§ **本文**:

「共同参画」2022年5月号

特集3

女性の役員への登用に関する課題と取組事例
内閣府男女共同参画局推進課

1 調査の目的

我が国の上場企業の女性役員数は着実に増加していますが、女性役員は社外役員が多いなど、男性役員とはキャリアが異なることが多くあります。企業には、女性の育成・登用を着実に進め、管理職、更には役員へという女性登用のパイプラインを構築することが求められています。

本調査は、現状、国内企業において女性役員の登用が進んでいない原因を調査するとともに、国内企業における女性社員の育成や役員登用等に関する取組事例を収集し、発信することで、我が国の企業における役員への女性の登用に係る取組を推進することを目的として実施しました。

§ **抽出情報**:

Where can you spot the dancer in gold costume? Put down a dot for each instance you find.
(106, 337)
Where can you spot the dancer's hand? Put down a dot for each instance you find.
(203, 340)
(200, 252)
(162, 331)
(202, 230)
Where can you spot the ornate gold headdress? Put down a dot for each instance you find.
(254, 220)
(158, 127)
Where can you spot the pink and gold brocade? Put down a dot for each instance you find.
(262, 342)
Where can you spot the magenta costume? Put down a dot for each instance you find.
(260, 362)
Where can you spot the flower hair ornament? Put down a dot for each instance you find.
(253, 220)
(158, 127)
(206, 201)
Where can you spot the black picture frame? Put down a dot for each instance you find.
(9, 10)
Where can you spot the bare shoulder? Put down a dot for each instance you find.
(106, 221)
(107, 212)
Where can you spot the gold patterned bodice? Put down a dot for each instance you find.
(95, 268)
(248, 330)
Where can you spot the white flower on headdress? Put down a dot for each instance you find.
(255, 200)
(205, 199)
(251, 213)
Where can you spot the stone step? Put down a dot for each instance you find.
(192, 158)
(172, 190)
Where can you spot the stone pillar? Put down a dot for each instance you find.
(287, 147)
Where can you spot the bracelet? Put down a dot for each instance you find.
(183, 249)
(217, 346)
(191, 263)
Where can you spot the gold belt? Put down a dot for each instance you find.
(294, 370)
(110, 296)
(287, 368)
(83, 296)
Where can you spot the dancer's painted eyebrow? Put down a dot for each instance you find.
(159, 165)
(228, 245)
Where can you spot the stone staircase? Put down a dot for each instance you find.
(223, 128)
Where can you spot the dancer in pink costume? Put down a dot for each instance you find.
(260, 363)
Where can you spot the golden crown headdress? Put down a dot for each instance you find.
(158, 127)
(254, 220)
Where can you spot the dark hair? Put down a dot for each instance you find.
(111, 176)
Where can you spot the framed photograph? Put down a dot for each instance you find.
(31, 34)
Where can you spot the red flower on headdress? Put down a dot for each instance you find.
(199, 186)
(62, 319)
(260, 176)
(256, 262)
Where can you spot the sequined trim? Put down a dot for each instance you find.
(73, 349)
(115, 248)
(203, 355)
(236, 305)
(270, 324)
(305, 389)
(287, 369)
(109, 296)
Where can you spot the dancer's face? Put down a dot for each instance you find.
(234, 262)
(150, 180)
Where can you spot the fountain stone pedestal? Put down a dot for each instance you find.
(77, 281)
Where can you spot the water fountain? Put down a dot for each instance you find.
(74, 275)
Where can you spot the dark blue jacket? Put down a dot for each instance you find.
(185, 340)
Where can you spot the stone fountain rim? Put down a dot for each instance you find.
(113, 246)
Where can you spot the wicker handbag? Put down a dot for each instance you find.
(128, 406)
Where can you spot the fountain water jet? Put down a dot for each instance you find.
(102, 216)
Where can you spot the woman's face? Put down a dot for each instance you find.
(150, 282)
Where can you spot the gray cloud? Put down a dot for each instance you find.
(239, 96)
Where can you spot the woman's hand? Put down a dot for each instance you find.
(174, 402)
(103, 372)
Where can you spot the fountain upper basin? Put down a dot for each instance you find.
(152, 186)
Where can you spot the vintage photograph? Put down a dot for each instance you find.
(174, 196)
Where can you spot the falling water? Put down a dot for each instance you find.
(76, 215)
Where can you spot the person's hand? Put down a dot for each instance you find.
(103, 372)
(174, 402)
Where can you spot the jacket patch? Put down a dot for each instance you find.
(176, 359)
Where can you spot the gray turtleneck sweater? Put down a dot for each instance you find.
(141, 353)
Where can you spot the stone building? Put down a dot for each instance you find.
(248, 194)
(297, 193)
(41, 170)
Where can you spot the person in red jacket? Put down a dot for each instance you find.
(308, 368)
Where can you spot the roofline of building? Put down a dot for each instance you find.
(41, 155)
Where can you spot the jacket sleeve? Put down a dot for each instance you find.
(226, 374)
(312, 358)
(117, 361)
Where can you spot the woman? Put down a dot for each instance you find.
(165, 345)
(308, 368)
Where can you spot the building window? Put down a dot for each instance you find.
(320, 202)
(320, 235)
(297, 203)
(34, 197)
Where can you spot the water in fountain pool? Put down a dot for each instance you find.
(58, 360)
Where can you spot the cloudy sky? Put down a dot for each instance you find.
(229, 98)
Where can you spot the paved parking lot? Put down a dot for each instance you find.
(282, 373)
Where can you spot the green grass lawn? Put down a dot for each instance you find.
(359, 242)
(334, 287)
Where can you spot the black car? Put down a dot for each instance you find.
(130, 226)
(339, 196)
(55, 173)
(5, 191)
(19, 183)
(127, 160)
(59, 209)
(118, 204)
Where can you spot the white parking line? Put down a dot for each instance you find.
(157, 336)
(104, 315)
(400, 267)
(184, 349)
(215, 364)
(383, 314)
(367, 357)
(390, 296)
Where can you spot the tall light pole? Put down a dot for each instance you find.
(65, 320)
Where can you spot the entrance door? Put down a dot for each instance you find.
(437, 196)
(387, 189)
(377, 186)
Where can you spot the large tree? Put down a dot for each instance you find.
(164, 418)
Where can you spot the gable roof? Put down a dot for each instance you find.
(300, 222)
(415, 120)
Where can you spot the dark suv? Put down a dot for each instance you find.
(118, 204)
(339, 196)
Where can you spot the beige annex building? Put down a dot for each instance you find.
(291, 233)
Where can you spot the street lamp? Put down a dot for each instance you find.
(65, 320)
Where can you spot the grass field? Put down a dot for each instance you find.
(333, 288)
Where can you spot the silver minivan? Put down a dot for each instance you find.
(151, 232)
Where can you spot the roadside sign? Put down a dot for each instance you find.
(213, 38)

§ **やること**: 女性役員の登用についての本文から、「我が国の上場企業の女性役員数」のところで書き始め、「とを目的として実施しました。」まで書いたら止めて、一字も変えずに書き写してください。

§ **解答**:
我が国の上場企業の女性役員数は着実に増加していますが、女性役員は社外役員が多いなど、男性役員とはキャリアが異なることが多くあります。企業には、女性の育成・登用を着実に進め、管理職、更には役員へという女性登用のパイプラインを構築することが求められています。

本調査は、現状、国内企業において女性役員の登用が進んでいない原因を調査するとともに、国内企業における女性社員の育成や役員登用等に関する取組事例を収集し、発信することで、我が国の企業における役員への女性の登用に係る取組を推進することを目的として実施しました。